YOUR TASK >>
Nothing may be changed. Give the entries below again exactly.

Saved entries:
——————
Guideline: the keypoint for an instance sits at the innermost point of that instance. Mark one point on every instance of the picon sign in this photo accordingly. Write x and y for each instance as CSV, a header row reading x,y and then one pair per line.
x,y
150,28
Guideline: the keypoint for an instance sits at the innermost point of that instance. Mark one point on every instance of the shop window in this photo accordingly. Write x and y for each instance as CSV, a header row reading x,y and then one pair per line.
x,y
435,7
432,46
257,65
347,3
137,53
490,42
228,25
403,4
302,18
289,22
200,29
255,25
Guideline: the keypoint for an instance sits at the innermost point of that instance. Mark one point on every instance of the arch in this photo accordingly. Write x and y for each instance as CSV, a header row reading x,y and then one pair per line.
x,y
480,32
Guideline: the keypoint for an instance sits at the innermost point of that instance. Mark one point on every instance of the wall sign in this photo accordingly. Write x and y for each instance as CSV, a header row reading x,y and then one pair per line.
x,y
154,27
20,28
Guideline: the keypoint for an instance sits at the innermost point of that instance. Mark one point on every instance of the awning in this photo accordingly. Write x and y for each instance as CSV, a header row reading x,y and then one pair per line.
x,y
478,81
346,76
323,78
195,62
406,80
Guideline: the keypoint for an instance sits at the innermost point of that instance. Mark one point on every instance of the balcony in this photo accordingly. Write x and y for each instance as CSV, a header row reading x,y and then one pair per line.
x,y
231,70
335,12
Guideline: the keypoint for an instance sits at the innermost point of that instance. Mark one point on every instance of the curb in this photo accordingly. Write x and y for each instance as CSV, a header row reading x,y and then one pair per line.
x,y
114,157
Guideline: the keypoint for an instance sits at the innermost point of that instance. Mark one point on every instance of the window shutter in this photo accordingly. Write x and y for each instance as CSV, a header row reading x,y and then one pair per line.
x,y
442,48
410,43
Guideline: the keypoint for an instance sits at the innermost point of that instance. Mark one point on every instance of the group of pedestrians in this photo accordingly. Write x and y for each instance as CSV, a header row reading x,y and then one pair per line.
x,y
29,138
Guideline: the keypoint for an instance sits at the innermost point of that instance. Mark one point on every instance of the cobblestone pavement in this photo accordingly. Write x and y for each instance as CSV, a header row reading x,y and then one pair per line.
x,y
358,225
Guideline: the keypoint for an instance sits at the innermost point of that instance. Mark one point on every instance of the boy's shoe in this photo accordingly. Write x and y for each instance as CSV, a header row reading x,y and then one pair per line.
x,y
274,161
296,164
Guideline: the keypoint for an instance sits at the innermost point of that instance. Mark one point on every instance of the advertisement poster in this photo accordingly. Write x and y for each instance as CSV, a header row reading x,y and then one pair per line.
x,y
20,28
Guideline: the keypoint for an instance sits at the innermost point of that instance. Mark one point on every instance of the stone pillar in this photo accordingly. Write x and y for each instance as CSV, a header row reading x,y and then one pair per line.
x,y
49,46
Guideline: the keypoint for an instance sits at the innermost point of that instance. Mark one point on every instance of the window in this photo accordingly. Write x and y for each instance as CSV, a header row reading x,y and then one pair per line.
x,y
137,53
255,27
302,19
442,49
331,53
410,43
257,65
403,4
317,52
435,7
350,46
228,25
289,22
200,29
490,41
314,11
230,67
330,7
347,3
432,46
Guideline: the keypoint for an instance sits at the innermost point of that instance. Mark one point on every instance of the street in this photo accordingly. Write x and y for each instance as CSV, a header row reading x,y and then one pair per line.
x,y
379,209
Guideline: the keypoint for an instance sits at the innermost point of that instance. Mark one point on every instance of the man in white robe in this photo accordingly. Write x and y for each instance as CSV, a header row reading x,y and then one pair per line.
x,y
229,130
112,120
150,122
——————
RESPONSE BOX >>
Guideline: the keypoint for an instance sits at the innermost point of that instance. Mark one point on every instance of the picon sign in this photo accordingly. Write x and y for each instance as CSV, a header row reading x,y and then one pair per line.
x,y
150,28
Guideline: the keypoint for an instance sits at the innermost point of that instance. Mark one point on every instance of the shop window in this photo accordingly. Write x and y for each instance as CSV, a header row reading x,y and then one pair per line.
x,y
435,7
432,46
257,65
347,3
137,53
490,42
228,25
403,4
302,18
289,22
200,29
255,25
Guideline: the keypoint for an instance sits at the innermost point of that instance. Mark one point on every instance of the arch in this photo accordingly. Write x and y for each instance as CSV, a header row reading x,y and then one pair per line.
x,y
480,32
Guideline: the keypoint for an instance sits at the innermost point of that instance. Mark one point on every instance of the wall sign in this photo accordingly. Write x and y for each instance as CSV, a header row reading x,y and then one pair per line.
x,y
154,27
20,28
Guideline: the keypoint for an instance sits at the innermost point of that instance. Mark one point on every instance of the awning in this photo accordingly. Write x and y for each instance as CSV, a header row reading x,y and then one pair per line.
x,y
478,81
346,76
323,78
195,62
406,80
Guideline: the keypoint for an instance sits at the innermost point of that instance. Mark one point on every instance of the balcony in this photo accordingly. Write x and y for each instance as CSV, a header row reading x,y and then one pair per line.
x,y
231,70
335,12
Guideline: the keypoint for an instance sits at the innermost point of that instance. Mark one point on every instance of the curb in this photo accordingly. Write x and y for each instance as CSV, a header row reading x,y and then one pair per line.
x,y
114,157
Guideline: the keypoint for an instance sits at the innermost point of that instance. Mark one point on every instance of the window shutter in this photo accordingly. Write x and y for each instance as CSV, a header row reading x,y and then one pair per line.
x,y
442,48
410,43
Guideline: the keypoint for an instance sits at the innermost point of that instance. Mark one point on every instance of the group of pedestrians in this photo accordingly. Write x and y for each instance as CSV, a header row reading x,y and then one pair per line.
x,y
29,138
Guideline: the keypoint for an instance sits at the innermost point of that instance. Mark one point on every instance of the cobblestone pavement in this photo accordingly. Write x and y for each instance as CSV, a header row reading x,y and then one pair per line.
x,y
358,225
Guideline: the keypoint for an instance sits at the innermost point of that instance. Mark one point on every instance of the boy's shoe in this photo accordingly. Write x and y for each instance as CSV, a header row reading x,y and then one pair per line.
x,y
274,161
296,164
Guideline: the keypoint for an instance sits at the innermost point of that instance. Mark one point on every instance of the advertisement poster in this photo accordingly. Write x and y for each instance as CSV, a header row reading x,y and then one pair per line.
x,y
20,28
Guideline: the keypoint for an instance sits at the innermost point of that instance. Mark one point on every instance of the stone pillar in this photo accordingly. Write x and y for each instance as CSV, a header row reading x,y and then one pair per line.
x,y
49,46
Guideline: the keypoint for an instance sits at the innermost point of that instance. Mark one point on every instance of the window in this photo accordingly. Write x and y for each instance as CSV, a header row reading x,y and then one pair per line.
x,y
137,53
255,27
302,19
442,49
331,53
410,43
257,65
403,4
317,52
435,7
350,46
228,25
289,22
200,29
490,41
314,11
230,67
330,7
347,3
432,46
Guideline: the keypoint for an instance sits at the innermost point of that instance. Mark one point on every instance of the street in this photo accordingly. Write x and y for each instance as CSV, a header row reading x,y and then one pair per line.
x,y
379,209
Guideline: the keypoint for an instance sits at the innermost point of that instance. Mark one point on every instance of the man in white robe in this photo accordingly. Write x and y for each instance as CSV, a header row reading x,y and then one pair per line.
x,y
229,130
112,120
150,122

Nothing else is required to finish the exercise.